> **PROMPT**
Extract from the entries below, exactly as given, only the lines from the line containing "Query: laboratory shelf" to the line containing "Query: eyebrow", both lines included.

[Dataset items]
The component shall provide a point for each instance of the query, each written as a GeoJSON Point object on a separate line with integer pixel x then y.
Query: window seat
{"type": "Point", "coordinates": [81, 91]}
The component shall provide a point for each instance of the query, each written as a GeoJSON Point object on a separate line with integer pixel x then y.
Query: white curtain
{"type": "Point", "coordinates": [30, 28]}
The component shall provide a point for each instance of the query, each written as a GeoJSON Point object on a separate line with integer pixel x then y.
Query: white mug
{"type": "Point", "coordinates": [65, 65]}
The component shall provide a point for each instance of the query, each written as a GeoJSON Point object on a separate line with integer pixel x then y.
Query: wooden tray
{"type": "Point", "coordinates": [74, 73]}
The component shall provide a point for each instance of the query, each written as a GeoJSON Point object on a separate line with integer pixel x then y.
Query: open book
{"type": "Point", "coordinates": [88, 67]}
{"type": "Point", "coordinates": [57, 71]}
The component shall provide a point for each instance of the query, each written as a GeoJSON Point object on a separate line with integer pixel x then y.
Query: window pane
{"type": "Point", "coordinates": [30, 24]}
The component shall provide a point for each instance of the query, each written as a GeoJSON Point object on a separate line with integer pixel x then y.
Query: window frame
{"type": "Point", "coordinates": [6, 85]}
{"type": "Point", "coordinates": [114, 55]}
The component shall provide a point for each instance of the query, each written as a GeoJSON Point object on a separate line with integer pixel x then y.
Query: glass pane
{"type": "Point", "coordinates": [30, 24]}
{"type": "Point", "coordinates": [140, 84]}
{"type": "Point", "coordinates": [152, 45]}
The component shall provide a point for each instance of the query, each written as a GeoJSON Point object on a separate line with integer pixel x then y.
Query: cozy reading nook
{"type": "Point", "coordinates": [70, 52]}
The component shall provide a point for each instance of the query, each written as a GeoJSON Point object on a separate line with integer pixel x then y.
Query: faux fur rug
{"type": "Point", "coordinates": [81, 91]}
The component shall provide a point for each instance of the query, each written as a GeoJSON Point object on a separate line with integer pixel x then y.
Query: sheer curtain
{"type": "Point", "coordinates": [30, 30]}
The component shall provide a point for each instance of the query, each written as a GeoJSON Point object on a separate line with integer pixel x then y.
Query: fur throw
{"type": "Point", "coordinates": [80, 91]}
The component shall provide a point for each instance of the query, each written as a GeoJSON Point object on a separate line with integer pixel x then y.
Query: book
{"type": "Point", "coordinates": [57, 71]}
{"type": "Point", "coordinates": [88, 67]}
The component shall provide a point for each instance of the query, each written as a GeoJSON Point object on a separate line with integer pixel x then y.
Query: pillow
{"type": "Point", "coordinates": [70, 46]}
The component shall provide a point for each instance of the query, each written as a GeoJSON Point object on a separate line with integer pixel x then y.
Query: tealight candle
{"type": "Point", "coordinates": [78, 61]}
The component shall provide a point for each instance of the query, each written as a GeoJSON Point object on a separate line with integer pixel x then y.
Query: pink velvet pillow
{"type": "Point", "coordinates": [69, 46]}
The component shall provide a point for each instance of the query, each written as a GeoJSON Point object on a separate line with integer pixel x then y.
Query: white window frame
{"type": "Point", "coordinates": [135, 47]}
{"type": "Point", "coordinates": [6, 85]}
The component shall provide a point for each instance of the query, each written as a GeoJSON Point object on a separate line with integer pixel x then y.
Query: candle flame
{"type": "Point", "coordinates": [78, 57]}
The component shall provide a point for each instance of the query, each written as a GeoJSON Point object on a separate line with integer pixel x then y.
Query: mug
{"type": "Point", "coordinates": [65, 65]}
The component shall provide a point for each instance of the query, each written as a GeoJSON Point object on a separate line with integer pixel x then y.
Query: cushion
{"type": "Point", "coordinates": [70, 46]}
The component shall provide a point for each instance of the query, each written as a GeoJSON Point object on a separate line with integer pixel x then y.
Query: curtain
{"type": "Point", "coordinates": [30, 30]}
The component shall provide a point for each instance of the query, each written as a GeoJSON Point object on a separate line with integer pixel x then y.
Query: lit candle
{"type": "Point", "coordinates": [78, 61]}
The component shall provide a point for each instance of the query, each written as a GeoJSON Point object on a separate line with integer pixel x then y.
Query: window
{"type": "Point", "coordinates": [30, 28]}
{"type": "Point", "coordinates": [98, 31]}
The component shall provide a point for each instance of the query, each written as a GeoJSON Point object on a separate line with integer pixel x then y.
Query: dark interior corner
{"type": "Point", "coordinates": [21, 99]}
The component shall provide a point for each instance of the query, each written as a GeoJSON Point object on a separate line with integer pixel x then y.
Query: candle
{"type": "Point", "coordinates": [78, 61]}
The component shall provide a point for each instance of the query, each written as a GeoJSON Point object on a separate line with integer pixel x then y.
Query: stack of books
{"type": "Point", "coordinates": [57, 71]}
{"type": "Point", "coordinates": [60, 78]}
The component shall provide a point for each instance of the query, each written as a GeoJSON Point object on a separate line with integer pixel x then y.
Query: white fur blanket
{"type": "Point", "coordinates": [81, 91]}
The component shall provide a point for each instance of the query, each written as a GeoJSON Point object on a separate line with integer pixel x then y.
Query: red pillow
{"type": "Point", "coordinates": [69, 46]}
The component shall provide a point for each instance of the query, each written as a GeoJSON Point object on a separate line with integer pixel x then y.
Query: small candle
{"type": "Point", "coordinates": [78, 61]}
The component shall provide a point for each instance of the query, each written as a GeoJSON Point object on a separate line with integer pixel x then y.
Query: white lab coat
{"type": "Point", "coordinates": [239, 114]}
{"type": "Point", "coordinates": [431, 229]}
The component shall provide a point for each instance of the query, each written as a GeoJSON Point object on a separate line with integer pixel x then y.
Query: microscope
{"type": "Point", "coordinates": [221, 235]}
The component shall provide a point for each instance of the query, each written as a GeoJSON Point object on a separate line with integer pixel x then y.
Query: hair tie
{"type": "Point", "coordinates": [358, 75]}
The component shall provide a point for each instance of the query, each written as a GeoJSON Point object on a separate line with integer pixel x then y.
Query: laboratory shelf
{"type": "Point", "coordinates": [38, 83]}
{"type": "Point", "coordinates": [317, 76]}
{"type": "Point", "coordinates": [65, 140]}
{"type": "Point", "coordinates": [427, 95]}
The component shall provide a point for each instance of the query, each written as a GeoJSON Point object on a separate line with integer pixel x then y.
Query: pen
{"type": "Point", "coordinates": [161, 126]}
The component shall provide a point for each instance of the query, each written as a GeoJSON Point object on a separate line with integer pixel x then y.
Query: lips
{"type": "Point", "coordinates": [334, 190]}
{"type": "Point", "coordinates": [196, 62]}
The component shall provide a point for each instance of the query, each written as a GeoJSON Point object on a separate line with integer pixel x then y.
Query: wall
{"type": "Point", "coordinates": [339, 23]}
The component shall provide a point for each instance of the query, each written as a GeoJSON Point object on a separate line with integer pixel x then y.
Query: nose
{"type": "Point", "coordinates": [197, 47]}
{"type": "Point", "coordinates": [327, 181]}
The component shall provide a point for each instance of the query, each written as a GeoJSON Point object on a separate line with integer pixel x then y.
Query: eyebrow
--
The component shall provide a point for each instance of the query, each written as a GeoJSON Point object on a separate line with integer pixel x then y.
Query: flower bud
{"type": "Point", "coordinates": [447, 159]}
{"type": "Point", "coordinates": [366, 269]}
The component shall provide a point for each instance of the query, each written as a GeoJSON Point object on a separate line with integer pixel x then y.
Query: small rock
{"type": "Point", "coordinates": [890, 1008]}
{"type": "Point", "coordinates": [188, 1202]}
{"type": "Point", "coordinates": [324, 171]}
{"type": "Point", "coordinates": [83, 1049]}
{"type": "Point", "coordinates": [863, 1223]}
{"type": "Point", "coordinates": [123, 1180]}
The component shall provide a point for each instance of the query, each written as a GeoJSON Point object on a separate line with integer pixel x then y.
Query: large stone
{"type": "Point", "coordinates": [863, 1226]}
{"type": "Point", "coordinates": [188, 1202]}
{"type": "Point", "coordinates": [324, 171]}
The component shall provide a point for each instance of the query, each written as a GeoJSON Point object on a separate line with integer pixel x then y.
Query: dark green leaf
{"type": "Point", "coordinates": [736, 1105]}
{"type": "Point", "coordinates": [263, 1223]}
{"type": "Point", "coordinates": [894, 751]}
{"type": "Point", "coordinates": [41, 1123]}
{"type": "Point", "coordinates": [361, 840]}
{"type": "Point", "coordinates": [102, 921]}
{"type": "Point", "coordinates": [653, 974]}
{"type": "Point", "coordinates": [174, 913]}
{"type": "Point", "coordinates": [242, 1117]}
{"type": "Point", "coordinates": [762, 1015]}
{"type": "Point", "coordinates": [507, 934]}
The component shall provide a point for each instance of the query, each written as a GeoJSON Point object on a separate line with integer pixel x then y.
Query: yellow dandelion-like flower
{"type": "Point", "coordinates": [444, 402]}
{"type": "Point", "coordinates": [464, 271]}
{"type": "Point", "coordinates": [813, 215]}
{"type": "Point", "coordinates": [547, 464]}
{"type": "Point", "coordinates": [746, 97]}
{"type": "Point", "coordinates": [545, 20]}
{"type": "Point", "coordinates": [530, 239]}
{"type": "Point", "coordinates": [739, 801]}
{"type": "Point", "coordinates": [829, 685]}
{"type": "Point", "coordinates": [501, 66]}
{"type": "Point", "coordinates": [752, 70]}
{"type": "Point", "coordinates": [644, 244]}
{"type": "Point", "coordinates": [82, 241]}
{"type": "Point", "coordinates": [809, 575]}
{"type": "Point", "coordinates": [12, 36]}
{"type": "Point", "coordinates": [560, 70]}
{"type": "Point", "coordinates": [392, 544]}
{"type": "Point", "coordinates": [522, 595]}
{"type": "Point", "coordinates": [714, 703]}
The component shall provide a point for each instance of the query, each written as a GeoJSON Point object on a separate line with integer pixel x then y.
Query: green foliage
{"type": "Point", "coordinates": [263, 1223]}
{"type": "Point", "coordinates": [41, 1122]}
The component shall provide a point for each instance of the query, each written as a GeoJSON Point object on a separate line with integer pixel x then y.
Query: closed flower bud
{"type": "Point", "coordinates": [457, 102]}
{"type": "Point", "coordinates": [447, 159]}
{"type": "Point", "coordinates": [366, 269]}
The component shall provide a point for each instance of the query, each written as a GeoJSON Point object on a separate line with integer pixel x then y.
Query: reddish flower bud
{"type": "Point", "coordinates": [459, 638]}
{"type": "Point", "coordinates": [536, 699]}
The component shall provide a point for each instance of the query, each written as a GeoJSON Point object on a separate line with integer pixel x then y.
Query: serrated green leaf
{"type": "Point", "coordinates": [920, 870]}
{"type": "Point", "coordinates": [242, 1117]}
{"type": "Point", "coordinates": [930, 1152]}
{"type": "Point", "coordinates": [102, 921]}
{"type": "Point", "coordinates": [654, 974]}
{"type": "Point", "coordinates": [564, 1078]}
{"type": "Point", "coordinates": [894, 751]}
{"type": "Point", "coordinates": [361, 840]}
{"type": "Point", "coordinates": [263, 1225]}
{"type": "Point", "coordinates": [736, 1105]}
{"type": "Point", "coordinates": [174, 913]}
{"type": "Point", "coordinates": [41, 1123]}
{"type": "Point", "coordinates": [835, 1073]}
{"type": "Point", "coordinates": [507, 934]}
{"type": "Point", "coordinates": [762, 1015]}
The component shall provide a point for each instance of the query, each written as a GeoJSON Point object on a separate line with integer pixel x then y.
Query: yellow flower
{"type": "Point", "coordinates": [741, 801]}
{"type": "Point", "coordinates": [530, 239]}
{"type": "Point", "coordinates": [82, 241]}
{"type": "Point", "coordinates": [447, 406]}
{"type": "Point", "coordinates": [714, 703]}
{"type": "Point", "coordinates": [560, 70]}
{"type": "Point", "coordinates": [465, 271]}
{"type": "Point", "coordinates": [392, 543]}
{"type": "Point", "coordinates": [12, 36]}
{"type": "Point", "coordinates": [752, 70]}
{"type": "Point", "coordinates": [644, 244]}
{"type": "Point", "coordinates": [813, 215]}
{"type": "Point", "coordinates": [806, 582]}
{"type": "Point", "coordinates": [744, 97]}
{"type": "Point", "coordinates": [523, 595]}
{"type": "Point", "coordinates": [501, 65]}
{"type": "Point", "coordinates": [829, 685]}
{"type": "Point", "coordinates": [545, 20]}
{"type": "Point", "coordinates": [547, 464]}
...
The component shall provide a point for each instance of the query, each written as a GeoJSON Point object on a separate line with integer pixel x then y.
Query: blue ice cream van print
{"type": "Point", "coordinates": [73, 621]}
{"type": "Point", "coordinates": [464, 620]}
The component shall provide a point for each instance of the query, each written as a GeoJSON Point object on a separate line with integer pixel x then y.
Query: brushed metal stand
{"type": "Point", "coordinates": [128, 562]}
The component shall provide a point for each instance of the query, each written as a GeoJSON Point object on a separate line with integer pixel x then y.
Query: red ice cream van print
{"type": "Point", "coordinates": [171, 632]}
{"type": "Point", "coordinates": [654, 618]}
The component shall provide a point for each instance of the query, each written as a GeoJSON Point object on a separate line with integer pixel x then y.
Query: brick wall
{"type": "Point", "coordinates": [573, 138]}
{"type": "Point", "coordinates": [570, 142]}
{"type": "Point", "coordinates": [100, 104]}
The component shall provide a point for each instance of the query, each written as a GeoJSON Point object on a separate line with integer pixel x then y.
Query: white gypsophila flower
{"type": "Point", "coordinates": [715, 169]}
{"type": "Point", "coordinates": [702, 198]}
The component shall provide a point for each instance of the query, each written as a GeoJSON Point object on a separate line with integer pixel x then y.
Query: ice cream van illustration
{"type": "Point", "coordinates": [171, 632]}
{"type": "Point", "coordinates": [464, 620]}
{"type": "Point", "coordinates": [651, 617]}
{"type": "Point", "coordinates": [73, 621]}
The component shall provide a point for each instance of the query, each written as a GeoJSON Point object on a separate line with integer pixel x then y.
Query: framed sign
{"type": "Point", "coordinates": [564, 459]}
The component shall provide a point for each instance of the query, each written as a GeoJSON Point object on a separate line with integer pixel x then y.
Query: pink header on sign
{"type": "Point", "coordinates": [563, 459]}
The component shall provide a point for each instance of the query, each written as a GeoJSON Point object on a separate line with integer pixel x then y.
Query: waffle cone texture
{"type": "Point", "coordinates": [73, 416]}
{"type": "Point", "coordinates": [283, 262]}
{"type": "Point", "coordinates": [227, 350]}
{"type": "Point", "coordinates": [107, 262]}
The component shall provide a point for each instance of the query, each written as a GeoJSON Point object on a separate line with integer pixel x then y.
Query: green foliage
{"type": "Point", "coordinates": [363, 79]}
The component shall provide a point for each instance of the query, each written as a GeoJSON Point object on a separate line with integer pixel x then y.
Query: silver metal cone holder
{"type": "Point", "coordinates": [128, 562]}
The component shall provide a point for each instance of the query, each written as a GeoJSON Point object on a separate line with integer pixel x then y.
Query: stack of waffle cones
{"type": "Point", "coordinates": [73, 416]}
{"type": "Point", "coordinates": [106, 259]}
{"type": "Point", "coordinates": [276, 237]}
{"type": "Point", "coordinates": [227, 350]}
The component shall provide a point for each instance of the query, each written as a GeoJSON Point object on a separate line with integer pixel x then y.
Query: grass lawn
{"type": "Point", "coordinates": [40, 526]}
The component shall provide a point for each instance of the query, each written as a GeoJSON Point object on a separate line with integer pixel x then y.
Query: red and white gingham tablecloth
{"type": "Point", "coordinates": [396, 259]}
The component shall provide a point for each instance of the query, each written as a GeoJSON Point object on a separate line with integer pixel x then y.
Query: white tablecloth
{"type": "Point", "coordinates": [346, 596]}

> **EXERCISE SOLUTION**
Query: laboratory shelf
{"type": "Point", "coordinates": [38, 83]}
{"type": "Point", "coordinates": [317, 76]}
{"type": "Point", "coordinates": [65, 140]}
{"type": "Point", "coordinates": [427, 95]}
The component shall provide a point for each instance of the query, each written as a GeoJSON Point object on a separate line with integer pixel x then y.
Query: pen
{"type": "Point", "coordinates": [161, 126]}
The component shall provide a point for each instance of the query, each written as a GeoJSON Point object on a separate line with integer pixel x then y.
Query: lips
{"type": "Point", "coordinates": [334, 190]}
{"type": "Point", "coordinates": [196, 62]}
The component shall provide a point for each instance of the query, each written as a GeoJSON Point object on a separate line with integer pixel x then y.
Query: wall
{"type": "Point", "coordinates": [339, 23]}
The component shall provide a point for each instance of the query, each written as a GeoJSON Point object on a separate line with integer pixel x then y.
Query: nose
{"type": "Point", "coordinates": [197, 47]}
{"type": "Point", "coordinates": [327, 181]}
The component shall provide a point for each instance of the query, each written as a GeoJSON Point object on a separate line with integer pixel x then y.
Query: eyebrow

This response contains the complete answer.